Work to do: Return only this: the line with "The component shall return one point per instance of the horse's" and all the lines that follow it below, through the final one, exactly as they are.

Data section:

■ ■ ■

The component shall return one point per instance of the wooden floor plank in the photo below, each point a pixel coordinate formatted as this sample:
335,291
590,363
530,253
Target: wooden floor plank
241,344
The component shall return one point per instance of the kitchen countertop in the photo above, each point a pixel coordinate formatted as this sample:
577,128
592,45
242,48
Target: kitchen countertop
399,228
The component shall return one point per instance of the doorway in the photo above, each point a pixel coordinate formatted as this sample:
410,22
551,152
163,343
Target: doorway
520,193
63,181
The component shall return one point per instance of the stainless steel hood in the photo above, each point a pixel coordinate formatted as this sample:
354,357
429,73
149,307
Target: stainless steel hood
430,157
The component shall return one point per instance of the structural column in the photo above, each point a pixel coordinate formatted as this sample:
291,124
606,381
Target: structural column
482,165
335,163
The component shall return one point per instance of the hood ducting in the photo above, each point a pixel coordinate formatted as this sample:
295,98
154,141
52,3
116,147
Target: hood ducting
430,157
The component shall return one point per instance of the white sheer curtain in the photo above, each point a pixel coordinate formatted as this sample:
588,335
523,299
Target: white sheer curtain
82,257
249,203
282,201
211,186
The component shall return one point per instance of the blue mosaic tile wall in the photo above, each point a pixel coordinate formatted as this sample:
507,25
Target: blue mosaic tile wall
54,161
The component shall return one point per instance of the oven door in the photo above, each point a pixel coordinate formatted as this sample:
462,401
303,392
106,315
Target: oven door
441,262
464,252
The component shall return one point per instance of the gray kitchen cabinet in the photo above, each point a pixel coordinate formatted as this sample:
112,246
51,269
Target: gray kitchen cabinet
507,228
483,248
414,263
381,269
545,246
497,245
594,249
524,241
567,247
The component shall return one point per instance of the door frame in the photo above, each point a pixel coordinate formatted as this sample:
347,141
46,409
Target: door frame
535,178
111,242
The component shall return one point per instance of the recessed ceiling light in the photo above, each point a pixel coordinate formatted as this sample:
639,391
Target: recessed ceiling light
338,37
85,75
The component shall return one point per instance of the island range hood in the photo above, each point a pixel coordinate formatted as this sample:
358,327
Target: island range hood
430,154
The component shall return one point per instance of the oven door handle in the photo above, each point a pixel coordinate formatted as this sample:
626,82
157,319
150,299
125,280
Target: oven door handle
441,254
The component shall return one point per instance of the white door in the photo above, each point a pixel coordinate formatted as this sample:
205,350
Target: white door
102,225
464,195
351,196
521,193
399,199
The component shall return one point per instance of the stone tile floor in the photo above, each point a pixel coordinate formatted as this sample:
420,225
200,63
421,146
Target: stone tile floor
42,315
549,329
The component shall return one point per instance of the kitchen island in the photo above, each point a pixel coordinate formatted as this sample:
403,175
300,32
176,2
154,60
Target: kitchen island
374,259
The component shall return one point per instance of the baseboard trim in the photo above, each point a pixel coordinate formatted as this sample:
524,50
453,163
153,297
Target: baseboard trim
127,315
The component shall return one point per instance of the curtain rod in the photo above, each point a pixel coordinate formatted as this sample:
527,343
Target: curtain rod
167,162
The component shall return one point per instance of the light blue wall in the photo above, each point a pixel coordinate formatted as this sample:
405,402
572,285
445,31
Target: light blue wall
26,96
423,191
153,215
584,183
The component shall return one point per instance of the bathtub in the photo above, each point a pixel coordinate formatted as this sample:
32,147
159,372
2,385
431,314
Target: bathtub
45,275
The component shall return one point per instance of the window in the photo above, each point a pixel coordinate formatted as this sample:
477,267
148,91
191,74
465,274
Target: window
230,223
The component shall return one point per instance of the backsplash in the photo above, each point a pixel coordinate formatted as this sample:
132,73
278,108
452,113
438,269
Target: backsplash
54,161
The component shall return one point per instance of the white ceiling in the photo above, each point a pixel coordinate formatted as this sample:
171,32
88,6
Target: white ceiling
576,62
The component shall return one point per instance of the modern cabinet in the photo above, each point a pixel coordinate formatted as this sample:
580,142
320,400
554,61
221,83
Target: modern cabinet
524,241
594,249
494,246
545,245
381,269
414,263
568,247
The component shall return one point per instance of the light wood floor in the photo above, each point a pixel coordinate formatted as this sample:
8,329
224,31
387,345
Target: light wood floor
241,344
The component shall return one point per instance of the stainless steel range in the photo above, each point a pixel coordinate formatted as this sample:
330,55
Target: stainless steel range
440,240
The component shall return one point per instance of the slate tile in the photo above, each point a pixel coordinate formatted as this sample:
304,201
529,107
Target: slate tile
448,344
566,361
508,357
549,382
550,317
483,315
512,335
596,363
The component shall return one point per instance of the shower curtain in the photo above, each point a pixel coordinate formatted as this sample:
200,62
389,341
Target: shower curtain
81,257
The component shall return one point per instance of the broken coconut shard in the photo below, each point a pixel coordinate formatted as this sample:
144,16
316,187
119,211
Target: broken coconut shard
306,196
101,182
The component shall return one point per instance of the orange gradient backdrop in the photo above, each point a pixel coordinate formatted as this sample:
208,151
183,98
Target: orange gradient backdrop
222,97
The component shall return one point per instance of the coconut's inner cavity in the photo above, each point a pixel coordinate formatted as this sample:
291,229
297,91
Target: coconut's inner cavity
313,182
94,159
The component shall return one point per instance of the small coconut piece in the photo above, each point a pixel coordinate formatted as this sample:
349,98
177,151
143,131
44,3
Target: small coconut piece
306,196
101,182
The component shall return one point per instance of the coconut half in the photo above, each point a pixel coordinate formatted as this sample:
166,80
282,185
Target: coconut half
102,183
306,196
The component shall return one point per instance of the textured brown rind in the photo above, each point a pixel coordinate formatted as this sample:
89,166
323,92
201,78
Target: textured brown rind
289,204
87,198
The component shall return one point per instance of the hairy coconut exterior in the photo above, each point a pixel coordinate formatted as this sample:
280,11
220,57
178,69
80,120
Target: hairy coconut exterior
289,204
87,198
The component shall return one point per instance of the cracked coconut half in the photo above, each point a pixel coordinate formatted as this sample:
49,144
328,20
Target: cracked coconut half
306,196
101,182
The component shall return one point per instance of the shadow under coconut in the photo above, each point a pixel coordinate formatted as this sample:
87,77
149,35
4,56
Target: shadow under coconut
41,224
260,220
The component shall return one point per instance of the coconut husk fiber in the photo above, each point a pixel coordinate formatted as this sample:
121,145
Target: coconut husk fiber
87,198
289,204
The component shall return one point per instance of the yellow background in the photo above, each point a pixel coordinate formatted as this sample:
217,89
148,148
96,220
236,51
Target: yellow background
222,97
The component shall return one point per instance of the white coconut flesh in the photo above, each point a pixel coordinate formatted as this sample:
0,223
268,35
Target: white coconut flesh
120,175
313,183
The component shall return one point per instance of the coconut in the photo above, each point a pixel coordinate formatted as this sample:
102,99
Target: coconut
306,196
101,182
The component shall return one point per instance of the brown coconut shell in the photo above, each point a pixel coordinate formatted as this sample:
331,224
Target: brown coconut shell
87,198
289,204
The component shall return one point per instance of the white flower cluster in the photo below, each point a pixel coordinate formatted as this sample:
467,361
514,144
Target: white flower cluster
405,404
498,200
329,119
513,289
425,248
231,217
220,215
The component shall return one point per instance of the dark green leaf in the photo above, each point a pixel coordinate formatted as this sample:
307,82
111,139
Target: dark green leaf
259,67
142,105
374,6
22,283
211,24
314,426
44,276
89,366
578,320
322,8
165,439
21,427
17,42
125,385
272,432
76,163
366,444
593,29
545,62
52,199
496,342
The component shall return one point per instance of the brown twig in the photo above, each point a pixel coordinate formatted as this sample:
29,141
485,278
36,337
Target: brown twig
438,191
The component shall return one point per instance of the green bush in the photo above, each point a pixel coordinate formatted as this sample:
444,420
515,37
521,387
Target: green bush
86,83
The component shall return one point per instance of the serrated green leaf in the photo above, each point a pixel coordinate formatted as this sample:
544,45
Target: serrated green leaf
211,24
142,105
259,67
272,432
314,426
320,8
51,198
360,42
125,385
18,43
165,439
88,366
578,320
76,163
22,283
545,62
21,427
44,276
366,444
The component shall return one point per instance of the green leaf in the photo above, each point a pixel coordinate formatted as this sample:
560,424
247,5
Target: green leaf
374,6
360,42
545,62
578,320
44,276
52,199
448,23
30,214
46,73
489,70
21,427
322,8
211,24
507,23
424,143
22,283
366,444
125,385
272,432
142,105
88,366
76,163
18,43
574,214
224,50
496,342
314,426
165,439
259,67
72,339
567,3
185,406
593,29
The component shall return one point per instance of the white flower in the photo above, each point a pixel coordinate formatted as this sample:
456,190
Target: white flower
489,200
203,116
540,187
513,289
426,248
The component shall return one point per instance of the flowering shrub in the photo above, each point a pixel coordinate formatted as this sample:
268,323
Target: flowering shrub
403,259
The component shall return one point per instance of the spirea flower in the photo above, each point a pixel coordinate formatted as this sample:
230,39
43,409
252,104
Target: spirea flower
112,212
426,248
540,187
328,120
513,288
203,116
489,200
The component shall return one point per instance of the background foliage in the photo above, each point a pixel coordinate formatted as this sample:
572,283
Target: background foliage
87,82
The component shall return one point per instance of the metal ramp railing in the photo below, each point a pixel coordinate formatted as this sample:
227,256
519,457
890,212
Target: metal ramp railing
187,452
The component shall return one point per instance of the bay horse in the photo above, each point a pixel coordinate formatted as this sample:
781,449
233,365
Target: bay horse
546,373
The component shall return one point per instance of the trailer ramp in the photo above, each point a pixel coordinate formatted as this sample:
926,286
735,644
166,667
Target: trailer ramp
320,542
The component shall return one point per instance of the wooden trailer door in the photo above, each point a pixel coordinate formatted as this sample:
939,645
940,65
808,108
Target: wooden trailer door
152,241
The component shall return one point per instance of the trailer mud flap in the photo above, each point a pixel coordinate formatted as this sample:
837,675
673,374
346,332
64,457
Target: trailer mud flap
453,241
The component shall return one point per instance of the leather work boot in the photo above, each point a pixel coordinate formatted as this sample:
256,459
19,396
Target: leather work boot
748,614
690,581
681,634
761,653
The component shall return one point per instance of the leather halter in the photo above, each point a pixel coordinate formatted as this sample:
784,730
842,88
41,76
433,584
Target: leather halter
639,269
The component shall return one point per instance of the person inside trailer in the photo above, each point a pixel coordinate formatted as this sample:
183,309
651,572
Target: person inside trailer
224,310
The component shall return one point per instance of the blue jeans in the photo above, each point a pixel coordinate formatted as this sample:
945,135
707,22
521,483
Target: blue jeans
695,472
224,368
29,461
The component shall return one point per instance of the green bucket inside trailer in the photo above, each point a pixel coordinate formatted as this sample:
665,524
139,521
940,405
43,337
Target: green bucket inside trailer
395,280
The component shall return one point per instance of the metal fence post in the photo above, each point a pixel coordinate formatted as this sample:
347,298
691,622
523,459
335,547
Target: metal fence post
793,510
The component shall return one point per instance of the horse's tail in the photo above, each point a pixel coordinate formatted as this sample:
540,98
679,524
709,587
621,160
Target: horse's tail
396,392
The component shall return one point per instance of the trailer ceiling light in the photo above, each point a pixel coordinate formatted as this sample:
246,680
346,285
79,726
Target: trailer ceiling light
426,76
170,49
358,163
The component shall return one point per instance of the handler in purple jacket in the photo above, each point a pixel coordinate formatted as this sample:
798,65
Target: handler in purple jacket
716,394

■ ■ ■

Task result:
The component shall return one point per instance of the horse's tail in the photo above, each point a pixel coordinate formatted as this sample:
540,98
679,524
709,587
621,160
Target: horse's tail
396,392
The component shall return one point per instance of the trailer ceiling light in the photo above, each point a pixel coordinate formatted as this sample:
246,680
346,285
79,726
Target: trailer ceiling light
426,76
170,49
358,163
The component shall return one point per instance of the handler in purple jacket in the photo above, each point a pixel coordinate formatted as this sample:
798,65
Target: handler in purple jacket
716,394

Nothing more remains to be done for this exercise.